# Document passage
......

Shane Crotty is named new chief science officer at La Jolla Institute for Immunology

Shane Crotty has been named the new chief scientific officer of the La Jolla Institute for Immunology.
(John Gibbins)

The immunologist’s work was instrumental in explaining coronavirus impacts on the immune system.


Immunologist Shane Crotty, whose work was pivotal in deciphering the immune system’s response to the coronavirus that causes COVID-19, will be the new chief scientific officer of the La Jolla Institute for Immunology.

The research institution announced that the well-known researcher will succeed fellow immunologist Mitchell Kronenberg starting Friday, Sept. 1. Kronenberg, whose lab investigates the function of disease-fighting natural killer T cells, will remain at LJI.

“[Crotty] is basically the world’s leading scientist on cellular immunology for infectious disease,” said Dr. Davey Smith, head of the division of infectious diseases at UC San Diego. “His work has been instrumental in our understanding of how T cells fight COVID and HIV.

“Such foundational knowledge is needed to make better vaccines and therapies.”

......

# Material provided
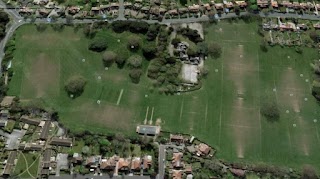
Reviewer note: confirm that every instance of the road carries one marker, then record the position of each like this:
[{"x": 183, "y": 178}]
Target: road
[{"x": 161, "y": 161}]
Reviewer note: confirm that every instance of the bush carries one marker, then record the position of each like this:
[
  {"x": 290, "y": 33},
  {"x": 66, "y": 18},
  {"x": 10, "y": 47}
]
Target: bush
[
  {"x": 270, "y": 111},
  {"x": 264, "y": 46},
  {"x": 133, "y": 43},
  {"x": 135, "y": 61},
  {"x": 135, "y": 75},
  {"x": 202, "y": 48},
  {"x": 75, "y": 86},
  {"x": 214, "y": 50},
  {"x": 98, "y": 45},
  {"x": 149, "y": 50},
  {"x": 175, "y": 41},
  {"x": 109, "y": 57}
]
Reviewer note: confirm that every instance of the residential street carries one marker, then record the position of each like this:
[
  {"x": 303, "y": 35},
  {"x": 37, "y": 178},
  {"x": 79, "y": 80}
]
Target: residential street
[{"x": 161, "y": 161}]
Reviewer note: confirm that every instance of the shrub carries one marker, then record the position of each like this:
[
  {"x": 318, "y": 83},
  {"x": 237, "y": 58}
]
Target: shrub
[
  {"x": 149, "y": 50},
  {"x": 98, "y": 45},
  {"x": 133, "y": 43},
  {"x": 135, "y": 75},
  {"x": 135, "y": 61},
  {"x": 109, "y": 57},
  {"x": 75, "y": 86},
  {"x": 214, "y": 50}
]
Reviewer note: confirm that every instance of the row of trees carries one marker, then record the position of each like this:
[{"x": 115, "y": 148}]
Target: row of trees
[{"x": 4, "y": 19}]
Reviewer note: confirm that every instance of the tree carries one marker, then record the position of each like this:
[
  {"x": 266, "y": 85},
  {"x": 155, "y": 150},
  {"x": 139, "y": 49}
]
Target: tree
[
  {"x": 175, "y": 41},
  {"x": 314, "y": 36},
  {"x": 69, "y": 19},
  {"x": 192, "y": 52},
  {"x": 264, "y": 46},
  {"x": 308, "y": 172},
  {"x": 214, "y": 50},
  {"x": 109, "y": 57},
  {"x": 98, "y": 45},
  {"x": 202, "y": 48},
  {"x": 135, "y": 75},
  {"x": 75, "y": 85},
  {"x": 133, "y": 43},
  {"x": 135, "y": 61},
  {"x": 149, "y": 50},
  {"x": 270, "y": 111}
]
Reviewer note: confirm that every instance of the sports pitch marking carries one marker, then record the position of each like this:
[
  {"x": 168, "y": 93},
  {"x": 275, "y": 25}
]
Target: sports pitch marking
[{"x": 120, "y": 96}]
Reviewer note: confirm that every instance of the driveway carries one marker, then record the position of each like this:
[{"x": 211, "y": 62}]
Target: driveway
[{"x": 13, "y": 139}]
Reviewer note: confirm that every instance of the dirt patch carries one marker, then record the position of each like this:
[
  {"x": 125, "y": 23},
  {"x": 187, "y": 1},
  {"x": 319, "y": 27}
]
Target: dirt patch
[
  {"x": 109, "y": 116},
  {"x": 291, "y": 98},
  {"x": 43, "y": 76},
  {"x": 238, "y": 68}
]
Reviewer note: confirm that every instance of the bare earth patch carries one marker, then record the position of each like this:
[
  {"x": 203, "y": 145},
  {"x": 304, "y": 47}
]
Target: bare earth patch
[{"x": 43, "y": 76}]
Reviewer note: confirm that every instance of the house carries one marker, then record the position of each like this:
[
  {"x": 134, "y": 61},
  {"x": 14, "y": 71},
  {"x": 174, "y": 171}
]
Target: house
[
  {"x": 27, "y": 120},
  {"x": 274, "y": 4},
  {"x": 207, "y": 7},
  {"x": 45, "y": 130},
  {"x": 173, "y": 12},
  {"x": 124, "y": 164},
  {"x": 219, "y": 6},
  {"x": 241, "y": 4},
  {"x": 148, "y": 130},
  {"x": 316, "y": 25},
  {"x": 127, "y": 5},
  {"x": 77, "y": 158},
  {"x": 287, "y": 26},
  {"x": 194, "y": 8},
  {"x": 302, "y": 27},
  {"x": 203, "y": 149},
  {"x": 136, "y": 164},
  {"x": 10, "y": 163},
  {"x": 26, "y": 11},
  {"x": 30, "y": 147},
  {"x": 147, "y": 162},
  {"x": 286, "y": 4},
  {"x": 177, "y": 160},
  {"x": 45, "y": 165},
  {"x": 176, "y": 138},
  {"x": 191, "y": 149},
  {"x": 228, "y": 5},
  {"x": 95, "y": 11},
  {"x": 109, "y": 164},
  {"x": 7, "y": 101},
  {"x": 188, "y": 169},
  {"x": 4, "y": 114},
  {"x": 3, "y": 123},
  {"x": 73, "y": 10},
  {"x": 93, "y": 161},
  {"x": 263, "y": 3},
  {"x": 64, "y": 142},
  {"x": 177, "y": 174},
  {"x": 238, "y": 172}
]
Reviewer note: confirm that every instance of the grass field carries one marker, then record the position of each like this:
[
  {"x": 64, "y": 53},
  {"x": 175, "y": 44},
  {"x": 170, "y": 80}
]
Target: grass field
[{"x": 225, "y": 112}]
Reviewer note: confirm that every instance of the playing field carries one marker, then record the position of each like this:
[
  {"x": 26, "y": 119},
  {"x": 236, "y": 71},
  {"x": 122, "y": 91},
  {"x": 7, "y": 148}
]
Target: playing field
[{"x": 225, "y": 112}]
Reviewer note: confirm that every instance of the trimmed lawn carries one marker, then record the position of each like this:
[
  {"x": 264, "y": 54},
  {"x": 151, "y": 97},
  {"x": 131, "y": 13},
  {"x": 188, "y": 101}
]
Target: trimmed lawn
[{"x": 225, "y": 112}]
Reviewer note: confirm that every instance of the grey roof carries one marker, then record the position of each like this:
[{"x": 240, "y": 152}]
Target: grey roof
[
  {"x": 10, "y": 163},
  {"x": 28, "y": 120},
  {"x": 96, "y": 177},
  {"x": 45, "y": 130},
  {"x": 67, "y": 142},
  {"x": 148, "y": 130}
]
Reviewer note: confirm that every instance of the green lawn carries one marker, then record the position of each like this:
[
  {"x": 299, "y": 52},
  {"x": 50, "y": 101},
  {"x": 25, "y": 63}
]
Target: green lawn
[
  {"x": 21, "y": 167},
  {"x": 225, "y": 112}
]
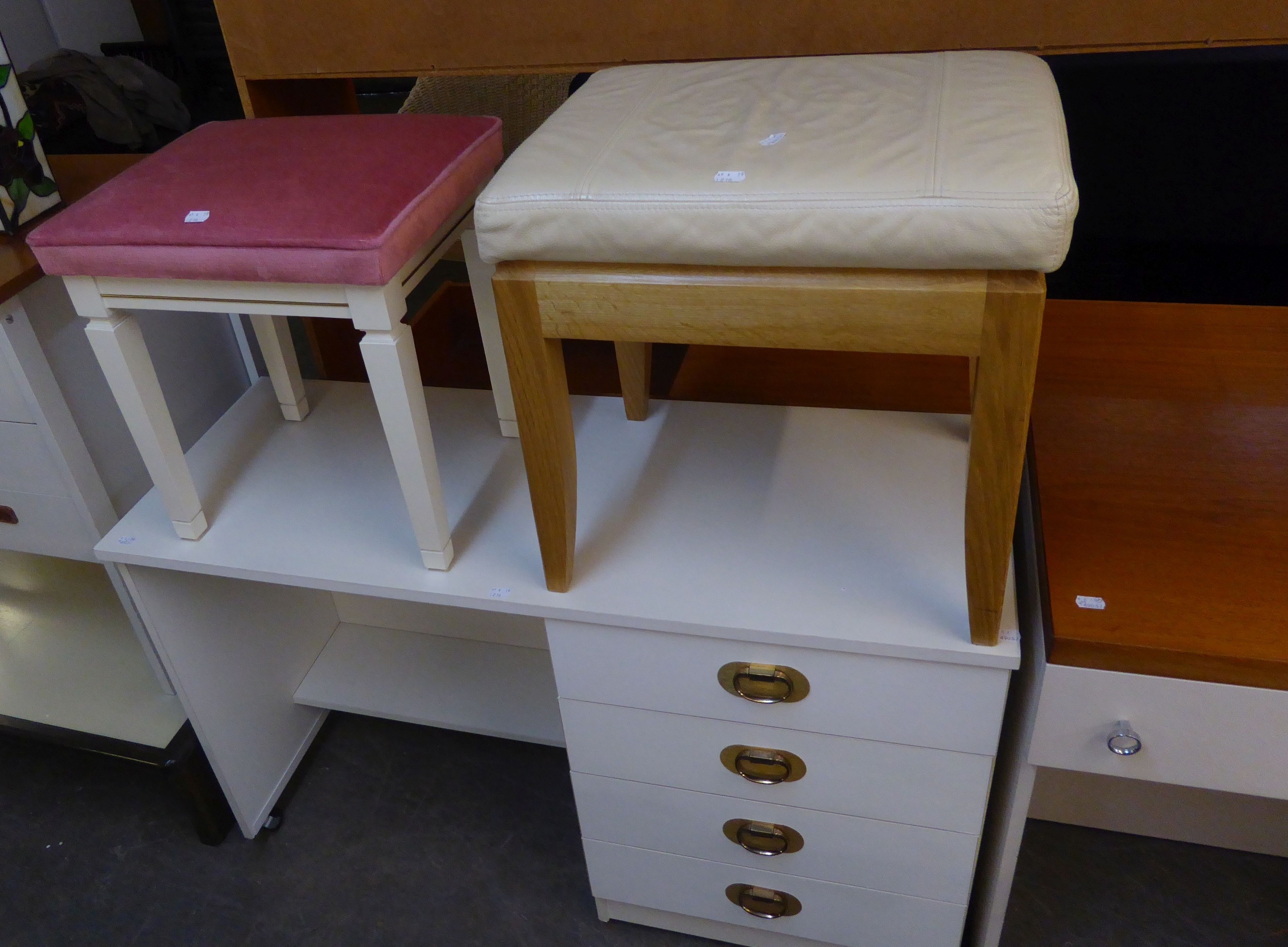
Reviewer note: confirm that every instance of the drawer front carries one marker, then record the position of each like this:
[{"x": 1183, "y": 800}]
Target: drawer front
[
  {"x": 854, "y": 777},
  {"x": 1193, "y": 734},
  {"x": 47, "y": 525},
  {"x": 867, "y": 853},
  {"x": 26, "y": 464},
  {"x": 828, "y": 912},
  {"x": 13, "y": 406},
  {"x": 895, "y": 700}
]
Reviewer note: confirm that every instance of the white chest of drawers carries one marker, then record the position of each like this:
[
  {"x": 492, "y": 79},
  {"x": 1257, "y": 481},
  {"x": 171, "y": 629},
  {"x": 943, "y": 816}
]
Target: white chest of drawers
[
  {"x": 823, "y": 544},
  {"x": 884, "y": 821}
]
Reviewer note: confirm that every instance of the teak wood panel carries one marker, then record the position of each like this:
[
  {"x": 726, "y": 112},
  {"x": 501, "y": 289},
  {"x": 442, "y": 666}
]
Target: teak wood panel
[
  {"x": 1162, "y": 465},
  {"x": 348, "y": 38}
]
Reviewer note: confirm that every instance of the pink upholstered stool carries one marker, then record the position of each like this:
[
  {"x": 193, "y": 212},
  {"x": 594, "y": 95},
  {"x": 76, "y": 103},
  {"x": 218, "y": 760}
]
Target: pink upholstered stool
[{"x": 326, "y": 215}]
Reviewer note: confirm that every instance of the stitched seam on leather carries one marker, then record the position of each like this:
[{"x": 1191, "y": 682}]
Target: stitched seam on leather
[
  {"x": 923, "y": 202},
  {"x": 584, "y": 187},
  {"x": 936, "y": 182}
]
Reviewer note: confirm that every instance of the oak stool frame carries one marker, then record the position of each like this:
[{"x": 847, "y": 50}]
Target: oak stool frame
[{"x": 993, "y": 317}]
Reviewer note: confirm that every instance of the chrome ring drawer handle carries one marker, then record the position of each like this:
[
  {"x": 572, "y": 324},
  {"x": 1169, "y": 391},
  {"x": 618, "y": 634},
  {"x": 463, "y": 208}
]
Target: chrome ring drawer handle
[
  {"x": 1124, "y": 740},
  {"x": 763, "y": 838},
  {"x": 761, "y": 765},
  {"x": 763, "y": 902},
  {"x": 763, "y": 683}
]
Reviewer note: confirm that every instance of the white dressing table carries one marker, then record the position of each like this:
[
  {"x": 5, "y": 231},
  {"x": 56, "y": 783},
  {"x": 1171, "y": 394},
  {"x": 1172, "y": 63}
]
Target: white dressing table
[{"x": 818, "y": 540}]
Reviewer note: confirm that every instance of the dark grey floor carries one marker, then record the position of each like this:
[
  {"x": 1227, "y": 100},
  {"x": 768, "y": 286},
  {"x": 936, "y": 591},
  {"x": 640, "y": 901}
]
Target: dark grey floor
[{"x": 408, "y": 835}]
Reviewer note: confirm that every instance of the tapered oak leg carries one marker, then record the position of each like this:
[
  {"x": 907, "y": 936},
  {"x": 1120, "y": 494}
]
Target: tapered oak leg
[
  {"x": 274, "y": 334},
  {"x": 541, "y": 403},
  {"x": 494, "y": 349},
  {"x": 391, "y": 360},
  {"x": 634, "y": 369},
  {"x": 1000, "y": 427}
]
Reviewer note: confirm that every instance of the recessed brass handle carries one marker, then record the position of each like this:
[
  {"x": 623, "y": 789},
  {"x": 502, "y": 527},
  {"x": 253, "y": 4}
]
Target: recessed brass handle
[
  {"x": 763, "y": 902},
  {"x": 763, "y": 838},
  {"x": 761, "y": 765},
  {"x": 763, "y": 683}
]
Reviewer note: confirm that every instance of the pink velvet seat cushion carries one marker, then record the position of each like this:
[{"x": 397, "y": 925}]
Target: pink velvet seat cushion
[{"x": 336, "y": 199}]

......

# Task list
1 – Condense the paragraph beginning "The research institution announced" in the article on Shane Crotty's appointment into a short bulleted list that keeps its main facts.
2 – Write out the passage of the article on Shane Crotty's appointment between "The research institution" and "COVID and HIV.", inclusive.
The records have no connection to the article.

# Completed exercise
1 –
- Shane Crotty succeeds immunologist Mitchell Kronenberg, starting Friday, Sept. 1.
- Kronenberg, whose lab studies the function of natural killer T cells, will stay at LJI.

2 –
The research institution announced that the well-known researcher will succeed fellow immunologist Mitchell Kronenberg starting Friday, Sept. 1. Kronenberg, whose lab investigates the function of disease-fighting natural killer T cells, will remain at LJI.

“[Crotty] is basically the world’s leading scientist on cellular immunology for infectious disease,” said Dr. Davey Smith, head of the division of infectious diseases at UC San Diego. “His work has been instrumental in our understanding of how T cells fight COVID and HIV.